=== Extract provided ===
_ _ _

From the above survey, it is evident that there is a huge effort in ensuring quick and efficient entanglement distribution. Some of the works have also focussed on meeting user demand for entanglement generation. Most of the proposals are based on a bottom-up approach to meet user demands. The main motivation of this work is to understand how usage patterns can impact entanglement distribution in terms of edge and node centralities. As observed from the above survey, such an effort to understand the network centralities of entanglement distribution has not been attempted. This work is thus relevant as the quantum internet grows in size and its characteristics emerge to its classical counterpart.

III System Model

Firstly, the basics of quantum communications are discussed and then the model is explained.

III-A Quantum Basics

III-A1 Quantum States

Quantum bits (qubits) are in a superposition of their orthonormal basis states. A single qubit can be represented as $|\phi\rangle=\alpha|0\rangle+\beta|1\rangle$ where $|\alpha|^{2}+|\beta|^{2}=1$ , $|0\rangle$ and $|1\rangle$ are the orthonormal basis states. Similarly, a two-qubit can be represented as $|\psi\rangle=\gamma_{1}|00\rangle+\gamma_{2}|01\rangle+\gamma_{3}|11\rangle+\gamma_{4}|10\rangle$ where $|\gamma_{1}|^{2}+|\gamma_{2}|^{2}+|\gamma_{3}|^{2}+|\gamma_{4}|^{2}=1$ , $|00\rangle$ , $|01\rangle$ , $|11\rangle$ and $|10\rangle$ are the orthonormal basis states. Measurement of a qubit leads to the collapse of the qubit to one of its basis states. For example, $\psi$ when measured will collapse to one of its four orthonormal states with probability $|\gamma_{x}|^{2}$ , where $x=1,2,3,4$ .

_ _ _

=== Challenges ===
[A] According to the excerpt on entanglement distribution, what is the main motivation of the work?
[B] Reproduce verbatim the passage of the excerpt on entanglement distribution starting at "Quantum bits (qubits)" and ending at "where $x=1,2,3,4$ .".
[C] List every section heading that appears in the excerpt on entanglement distribution.

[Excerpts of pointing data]

_ _ _

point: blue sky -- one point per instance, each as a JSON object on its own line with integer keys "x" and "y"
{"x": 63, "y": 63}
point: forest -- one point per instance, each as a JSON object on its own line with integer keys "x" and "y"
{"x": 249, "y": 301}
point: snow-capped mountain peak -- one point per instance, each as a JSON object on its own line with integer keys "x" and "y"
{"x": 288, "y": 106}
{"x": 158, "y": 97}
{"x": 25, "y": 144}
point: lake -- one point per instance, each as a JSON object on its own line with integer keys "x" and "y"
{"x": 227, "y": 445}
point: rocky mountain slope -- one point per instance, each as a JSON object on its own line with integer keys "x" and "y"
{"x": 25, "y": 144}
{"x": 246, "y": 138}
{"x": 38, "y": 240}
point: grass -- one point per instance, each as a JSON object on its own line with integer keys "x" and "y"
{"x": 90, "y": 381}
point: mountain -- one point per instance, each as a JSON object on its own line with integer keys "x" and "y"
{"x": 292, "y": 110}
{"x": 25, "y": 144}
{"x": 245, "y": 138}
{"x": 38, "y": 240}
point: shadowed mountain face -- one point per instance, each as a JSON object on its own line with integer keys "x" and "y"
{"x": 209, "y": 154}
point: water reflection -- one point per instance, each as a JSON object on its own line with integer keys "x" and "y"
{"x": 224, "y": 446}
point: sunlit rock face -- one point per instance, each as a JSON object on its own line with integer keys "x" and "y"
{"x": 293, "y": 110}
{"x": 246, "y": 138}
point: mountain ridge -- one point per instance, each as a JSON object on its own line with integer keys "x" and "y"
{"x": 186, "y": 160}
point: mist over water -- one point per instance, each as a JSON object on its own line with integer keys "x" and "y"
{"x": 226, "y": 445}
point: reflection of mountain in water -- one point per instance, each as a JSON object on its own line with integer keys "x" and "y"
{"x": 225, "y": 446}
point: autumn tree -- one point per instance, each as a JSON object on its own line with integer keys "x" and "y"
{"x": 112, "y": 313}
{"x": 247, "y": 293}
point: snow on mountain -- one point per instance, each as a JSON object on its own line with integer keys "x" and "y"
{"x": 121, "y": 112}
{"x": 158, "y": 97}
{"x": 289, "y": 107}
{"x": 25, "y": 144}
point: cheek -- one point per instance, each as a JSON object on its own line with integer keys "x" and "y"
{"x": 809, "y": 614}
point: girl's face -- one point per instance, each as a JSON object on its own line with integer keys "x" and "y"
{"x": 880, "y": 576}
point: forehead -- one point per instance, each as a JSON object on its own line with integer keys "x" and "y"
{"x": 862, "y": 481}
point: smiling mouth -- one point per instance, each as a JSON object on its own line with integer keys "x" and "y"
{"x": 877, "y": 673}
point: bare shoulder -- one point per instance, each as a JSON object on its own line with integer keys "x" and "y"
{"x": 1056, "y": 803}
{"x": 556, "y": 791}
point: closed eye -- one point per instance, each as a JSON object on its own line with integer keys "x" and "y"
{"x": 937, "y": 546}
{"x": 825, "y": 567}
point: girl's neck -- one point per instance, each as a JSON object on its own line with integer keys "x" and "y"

_ _ _

=== The responses ===
[A] The main motivation is to understand how usage patterns can impact entanglement distribution in terms of edge and node centralities.

[B]
Quantum bits (qubits) are in a superposition of their orthonormal basis states. A single qubit can be represented as $|\phi\rangle=\alpha|0\rangle+\beta|1\rangle$ where $|\alpha|^{2}+|\beta|^{2}=1$ , $|0\rangle$ and $|1\rangle$ are the orthonormal basis states. Similarly, a two-qubit can be represented as $|\psi\rangle=\gamma_{1}|00\rangle+\gamma_{2}|01\rangle+\gamma_{3}|11\rangle+\gamma_{4}|10\rangle$ where $|\gamma_{1}|^{2}+|\gamma_{2}|^{2}+|\gamma_{3}|^{2}+|\gamma_{4}|^{2}=1$ , $|00\rangle$ , $|01\rangle$ , $|11\rangle$ and $|10\rangle$ are the orthonormal basis states. Measurement of a qubit leads to the collapse of the qubit to one of its basis states. For example, $\psi$ when measured will collapse to one of its four orthonormal states with probability $|\gamma_{x}|^{2}$ , where $x=1,2,3,4$ .

[C] III System Model; III-A Quantum Basics; III-A1 Quantum States